● **Work to complete**: Repeat exactly the lines of the entries below from the one with "Target: woman's hand" through the one with "Target: coastline", both ends included, and nothing else.

##### Listed records #####

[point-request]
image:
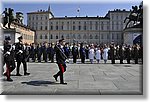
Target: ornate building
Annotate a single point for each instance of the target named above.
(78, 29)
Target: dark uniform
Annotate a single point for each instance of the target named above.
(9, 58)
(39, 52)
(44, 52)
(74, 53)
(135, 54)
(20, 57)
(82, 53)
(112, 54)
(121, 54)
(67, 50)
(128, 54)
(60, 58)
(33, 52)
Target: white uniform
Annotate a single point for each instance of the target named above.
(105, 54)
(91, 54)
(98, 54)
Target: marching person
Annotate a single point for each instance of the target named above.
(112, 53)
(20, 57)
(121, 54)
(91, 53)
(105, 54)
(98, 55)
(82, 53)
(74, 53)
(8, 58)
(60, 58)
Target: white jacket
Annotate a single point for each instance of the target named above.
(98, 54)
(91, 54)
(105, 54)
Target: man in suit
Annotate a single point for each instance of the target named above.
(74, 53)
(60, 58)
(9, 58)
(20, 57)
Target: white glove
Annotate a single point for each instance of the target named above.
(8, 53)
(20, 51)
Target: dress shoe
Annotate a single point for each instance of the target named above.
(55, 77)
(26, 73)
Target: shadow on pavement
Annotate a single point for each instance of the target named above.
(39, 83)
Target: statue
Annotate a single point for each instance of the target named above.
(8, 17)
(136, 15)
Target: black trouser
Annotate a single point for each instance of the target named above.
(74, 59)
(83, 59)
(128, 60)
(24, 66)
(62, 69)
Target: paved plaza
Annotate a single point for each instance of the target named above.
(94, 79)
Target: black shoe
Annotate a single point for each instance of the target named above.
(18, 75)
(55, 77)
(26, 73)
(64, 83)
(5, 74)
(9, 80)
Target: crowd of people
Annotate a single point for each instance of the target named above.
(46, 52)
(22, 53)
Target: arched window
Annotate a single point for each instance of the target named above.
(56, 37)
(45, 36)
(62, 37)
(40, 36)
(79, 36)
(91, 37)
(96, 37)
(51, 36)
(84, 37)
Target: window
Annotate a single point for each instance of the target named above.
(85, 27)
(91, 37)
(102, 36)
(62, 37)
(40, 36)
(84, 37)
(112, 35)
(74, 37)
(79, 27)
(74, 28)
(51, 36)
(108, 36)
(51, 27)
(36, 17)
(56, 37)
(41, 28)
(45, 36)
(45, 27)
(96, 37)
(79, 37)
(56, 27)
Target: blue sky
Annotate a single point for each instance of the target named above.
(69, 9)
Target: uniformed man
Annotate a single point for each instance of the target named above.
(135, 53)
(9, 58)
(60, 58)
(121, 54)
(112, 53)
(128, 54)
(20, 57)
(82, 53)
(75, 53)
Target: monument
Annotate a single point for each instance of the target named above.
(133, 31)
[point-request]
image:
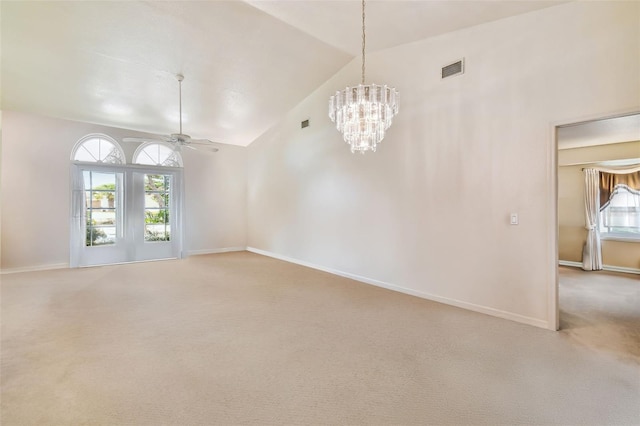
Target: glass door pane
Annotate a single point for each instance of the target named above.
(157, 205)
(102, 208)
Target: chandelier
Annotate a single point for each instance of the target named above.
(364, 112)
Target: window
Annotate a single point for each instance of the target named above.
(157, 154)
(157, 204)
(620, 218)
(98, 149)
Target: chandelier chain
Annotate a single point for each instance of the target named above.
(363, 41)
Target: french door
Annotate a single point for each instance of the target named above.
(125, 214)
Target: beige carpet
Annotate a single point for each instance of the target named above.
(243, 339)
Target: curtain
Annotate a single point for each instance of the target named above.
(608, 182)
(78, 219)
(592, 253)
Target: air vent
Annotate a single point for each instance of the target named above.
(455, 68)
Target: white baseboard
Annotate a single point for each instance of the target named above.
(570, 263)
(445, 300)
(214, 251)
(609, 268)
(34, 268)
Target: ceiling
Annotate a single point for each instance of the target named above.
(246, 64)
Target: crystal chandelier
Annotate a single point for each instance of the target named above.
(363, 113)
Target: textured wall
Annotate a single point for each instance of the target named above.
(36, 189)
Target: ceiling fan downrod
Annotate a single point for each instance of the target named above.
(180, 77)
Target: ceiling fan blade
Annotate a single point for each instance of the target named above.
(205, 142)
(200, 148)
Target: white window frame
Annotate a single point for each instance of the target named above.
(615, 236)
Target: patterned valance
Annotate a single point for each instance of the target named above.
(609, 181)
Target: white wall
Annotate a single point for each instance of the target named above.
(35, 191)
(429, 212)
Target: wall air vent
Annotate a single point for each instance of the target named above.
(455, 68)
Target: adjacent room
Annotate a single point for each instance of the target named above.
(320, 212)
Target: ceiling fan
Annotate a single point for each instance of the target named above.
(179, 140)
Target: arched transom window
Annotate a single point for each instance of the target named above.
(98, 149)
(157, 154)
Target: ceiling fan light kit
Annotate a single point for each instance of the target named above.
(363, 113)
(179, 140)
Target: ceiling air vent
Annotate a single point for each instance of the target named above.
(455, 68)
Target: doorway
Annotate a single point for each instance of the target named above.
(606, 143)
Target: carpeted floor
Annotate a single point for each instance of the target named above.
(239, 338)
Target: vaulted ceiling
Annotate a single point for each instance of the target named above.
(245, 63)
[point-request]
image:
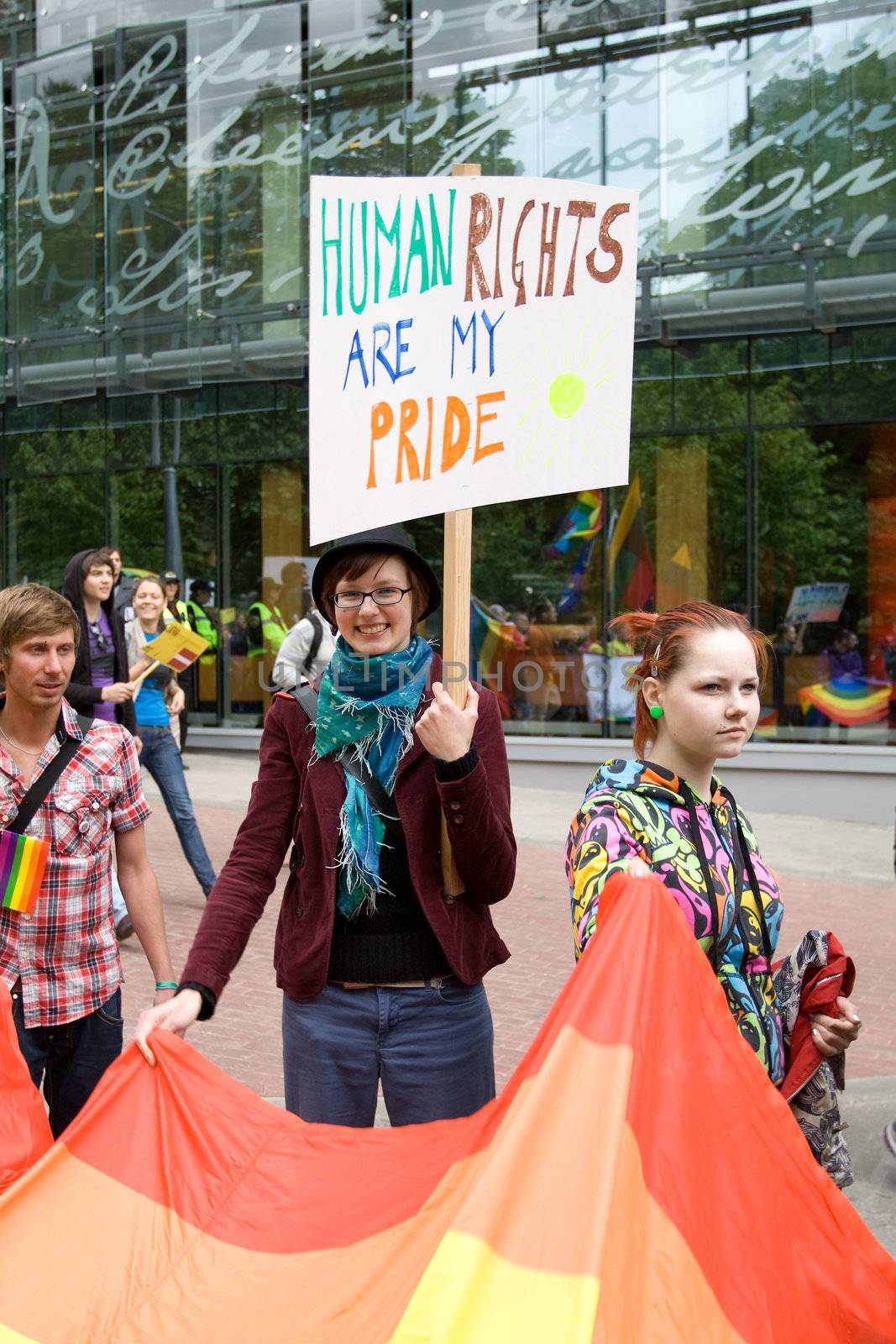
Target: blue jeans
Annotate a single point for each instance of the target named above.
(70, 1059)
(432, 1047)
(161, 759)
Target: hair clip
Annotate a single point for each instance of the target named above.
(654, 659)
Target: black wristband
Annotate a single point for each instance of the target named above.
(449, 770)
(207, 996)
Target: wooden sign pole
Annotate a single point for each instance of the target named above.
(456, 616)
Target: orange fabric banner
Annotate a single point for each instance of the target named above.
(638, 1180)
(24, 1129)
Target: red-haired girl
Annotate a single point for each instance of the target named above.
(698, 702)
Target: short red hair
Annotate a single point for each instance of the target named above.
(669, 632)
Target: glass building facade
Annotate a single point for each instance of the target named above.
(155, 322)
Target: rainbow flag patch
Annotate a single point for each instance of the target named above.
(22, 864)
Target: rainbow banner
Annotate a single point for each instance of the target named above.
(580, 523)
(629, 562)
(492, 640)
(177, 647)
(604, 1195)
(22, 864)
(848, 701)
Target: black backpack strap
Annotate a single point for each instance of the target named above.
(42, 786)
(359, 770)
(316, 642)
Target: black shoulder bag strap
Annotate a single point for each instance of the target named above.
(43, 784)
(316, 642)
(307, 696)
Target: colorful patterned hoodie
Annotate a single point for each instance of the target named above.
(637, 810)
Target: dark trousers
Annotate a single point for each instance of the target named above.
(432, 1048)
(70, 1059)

#####
##### Listed records #####

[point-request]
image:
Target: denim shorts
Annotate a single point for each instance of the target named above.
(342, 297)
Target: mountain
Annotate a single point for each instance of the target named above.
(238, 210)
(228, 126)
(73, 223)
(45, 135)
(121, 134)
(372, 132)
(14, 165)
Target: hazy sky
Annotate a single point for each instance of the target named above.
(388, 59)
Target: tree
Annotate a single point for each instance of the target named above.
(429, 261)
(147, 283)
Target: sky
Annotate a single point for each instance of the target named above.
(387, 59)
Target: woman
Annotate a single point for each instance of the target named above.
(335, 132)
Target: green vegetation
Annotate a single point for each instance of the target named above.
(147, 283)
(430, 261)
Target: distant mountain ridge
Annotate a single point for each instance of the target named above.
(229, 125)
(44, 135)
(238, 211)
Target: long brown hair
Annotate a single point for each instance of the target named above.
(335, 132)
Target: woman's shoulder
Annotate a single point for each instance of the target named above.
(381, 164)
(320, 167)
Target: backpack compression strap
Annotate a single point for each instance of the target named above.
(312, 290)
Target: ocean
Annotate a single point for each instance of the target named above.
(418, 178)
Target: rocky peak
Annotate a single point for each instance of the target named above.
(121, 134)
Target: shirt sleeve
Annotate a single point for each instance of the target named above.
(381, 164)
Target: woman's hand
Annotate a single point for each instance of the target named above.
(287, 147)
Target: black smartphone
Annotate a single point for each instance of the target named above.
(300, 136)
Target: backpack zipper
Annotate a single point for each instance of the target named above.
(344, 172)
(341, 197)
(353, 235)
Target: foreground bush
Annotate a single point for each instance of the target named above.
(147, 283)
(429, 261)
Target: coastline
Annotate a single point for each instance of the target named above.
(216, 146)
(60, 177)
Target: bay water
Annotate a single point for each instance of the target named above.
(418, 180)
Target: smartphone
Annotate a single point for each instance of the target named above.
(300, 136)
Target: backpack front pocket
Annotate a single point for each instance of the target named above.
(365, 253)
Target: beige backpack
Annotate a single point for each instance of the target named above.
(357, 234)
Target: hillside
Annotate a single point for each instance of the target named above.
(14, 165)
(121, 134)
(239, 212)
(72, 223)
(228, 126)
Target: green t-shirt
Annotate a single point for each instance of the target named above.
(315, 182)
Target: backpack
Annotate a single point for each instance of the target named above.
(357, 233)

#####
##### Listed records #####

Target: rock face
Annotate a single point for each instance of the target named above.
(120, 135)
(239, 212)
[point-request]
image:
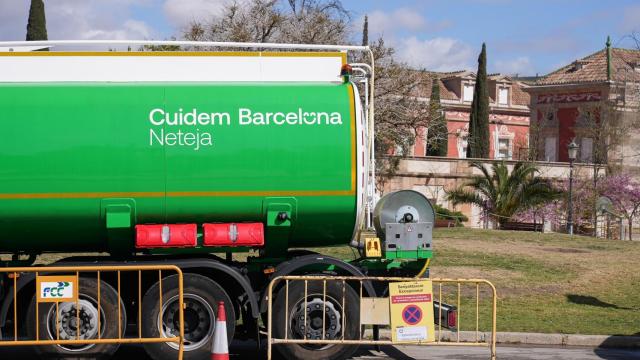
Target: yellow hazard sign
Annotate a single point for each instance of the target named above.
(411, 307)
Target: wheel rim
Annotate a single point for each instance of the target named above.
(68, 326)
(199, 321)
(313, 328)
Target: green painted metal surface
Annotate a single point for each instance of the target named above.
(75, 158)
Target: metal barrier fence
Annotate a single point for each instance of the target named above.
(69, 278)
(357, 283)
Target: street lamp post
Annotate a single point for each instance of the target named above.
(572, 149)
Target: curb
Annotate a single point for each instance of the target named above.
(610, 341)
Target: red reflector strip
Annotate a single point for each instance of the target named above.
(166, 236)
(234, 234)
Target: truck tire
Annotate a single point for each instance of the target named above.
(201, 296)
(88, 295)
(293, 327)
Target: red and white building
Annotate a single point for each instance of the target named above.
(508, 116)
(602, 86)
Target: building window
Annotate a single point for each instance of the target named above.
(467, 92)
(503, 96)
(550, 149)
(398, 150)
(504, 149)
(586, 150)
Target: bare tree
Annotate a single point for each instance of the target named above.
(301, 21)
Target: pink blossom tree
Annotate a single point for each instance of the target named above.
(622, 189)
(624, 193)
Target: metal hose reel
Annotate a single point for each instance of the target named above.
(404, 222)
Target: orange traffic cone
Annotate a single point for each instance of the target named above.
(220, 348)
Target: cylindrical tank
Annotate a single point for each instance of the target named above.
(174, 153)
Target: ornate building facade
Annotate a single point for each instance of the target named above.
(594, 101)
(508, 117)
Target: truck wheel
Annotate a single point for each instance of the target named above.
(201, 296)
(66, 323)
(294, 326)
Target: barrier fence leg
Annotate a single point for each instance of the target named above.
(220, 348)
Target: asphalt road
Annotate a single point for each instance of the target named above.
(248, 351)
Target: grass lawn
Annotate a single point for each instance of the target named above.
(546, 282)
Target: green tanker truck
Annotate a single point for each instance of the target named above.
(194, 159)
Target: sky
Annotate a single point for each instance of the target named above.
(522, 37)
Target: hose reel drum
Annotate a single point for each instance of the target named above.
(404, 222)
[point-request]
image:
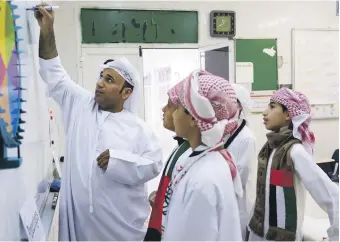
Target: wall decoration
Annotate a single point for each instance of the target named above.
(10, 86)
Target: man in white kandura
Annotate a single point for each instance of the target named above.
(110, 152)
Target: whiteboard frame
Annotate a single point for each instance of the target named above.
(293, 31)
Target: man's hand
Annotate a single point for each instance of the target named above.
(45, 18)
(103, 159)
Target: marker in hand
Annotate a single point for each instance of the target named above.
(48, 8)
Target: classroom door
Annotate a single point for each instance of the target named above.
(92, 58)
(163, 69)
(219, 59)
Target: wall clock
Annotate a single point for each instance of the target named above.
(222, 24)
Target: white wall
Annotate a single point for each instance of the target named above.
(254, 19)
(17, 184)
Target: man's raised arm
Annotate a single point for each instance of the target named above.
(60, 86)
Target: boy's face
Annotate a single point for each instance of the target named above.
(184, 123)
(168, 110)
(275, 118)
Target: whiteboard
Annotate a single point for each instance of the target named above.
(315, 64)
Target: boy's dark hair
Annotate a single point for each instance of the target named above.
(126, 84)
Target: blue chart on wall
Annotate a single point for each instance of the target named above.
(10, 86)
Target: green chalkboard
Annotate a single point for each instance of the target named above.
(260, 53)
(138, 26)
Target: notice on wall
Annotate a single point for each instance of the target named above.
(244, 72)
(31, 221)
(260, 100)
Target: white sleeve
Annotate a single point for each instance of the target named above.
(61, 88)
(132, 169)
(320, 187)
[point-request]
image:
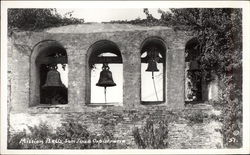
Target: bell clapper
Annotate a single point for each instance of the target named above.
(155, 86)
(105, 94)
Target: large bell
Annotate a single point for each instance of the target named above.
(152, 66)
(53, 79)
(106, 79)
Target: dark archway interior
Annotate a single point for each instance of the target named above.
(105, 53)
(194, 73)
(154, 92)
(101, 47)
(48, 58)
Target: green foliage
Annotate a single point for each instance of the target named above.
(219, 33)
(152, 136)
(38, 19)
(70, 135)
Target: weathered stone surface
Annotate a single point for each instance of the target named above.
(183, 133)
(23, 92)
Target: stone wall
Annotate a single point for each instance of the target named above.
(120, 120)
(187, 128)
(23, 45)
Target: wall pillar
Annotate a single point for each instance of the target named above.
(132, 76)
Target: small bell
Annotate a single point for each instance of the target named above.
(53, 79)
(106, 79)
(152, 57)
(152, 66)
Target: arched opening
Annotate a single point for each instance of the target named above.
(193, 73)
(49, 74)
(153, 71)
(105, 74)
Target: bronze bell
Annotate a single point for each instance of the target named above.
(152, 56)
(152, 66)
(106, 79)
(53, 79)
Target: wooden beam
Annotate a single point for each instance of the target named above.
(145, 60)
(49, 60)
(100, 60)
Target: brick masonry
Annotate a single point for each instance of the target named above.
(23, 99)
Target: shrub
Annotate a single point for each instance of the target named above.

#####

● **Reply**:
Target: woman's hand
Annotate a single point for each instance of the target named above.
(287, 147)
Target: black smartphone
Annotate a single point for each instance of the target named above.
(300, 136)
Target: backpack zipper
Annotate a single point for each instance of the target named above.
(344, 172)
(341, 197)
(353, 235)
Target: foreground bush
Annotate a single point for each instance of the target named above.
(147, 283)
(429, 261)
Target: coastline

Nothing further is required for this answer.